In the entries below, find the line with "think you could grab the bounding box for the white stucco" and the line with "think you could grab the bounding box for the man?". Reproduce those two lines and every line between them exactly, and nothing more.

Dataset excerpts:
++++

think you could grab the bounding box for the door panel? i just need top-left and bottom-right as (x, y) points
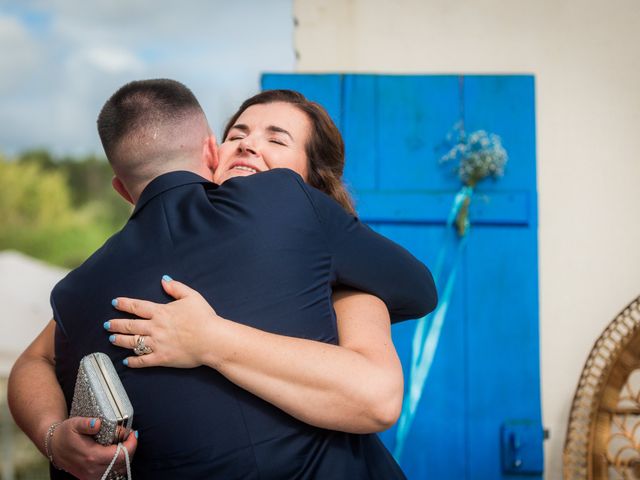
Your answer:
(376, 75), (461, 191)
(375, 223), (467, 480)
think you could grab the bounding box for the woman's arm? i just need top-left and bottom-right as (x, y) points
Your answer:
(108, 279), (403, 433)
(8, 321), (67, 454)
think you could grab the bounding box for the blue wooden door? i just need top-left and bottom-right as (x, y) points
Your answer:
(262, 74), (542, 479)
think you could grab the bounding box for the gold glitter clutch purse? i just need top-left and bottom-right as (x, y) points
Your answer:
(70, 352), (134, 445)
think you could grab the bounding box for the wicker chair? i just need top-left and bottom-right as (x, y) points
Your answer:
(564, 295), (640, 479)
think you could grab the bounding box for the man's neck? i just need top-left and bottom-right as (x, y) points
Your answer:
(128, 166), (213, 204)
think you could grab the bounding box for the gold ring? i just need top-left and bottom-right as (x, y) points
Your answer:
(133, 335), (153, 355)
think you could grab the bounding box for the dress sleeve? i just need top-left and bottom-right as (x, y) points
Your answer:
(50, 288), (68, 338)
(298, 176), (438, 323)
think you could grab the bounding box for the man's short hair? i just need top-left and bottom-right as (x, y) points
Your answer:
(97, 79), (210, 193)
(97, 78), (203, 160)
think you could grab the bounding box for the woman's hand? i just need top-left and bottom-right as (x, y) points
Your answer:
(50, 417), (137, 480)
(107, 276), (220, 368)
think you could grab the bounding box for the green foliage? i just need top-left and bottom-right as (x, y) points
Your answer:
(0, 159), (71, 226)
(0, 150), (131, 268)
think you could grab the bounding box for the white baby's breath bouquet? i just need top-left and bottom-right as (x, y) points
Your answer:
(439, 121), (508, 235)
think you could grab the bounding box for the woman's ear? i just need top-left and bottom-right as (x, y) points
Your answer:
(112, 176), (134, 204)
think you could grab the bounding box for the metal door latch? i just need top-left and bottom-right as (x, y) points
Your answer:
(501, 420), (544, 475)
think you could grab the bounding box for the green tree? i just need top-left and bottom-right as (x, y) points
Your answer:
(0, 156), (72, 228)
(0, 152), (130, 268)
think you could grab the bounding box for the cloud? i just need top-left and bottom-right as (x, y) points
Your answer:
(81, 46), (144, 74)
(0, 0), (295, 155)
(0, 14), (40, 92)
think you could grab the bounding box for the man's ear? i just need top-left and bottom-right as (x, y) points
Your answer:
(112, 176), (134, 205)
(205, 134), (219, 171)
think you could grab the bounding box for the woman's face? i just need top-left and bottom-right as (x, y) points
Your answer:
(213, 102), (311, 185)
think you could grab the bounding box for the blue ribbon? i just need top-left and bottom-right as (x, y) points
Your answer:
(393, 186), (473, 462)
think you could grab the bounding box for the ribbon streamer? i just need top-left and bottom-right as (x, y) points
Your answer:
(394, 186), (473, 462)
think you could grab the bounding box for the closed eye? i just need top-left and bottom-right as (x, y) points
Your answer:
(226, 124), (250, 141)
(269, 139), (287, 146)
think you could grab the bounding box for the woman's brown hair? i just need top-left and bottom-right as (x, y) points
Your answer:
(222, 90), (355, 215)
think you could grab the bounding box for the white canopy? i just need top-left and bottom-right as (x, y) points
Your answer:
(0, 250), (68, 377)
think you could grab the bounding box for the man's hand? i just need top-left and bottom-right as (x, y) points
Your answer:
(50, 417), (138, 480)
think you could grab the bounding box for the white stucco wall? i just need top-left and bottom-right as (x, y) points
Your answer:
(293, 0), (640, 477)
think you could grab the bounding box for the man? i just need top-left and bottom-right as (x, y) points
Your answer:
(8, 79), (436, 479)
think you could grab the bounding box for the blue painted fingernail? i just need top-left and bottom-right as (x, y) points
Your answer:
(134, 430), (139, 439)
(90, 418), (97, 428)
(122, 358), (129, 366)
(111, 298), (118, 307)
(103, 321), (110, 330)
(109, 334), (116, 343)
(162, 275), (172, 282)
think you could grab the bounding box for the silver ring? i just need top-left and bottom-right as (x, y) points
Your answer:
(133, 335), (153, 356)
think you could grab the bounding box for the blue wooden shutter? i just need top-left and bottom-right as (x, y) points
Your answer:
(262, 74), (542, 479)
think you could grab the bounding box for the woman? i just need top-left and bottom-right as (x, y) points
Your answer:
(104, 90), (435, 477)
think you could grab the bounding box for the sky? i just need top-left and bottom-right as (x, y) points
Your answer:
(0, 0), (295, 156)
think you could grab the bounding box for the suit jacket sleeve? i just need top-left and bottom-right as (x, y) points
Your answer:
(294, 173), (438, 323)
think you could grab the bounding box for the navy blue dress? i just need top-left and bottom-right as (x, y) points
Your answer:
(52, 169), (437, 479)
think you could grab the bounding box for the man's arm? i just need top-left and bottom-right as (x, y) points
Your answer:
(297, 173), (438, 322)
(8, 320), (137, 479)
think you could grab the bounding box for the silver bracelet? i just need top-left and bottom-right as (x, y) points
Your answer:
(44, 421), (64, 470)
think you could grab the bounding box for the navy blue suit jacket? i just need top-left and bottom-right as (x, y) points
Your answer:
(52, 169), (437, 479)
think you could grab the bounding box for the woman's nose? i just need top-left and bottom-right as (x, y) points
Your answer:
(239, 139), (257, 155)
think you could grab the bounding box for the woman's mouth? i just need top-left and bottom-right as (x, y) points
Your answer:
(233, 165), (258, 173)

++++

• **Output of the exercise**:
think you could grab the bounding box for the white stucco wall? i just need top-left and bottom-right as (x, y) points
Your answer:
(293, 0), (640, 477)
think you could grab the bounding box for the man? i just need top-left and bottom-right as (x, y) points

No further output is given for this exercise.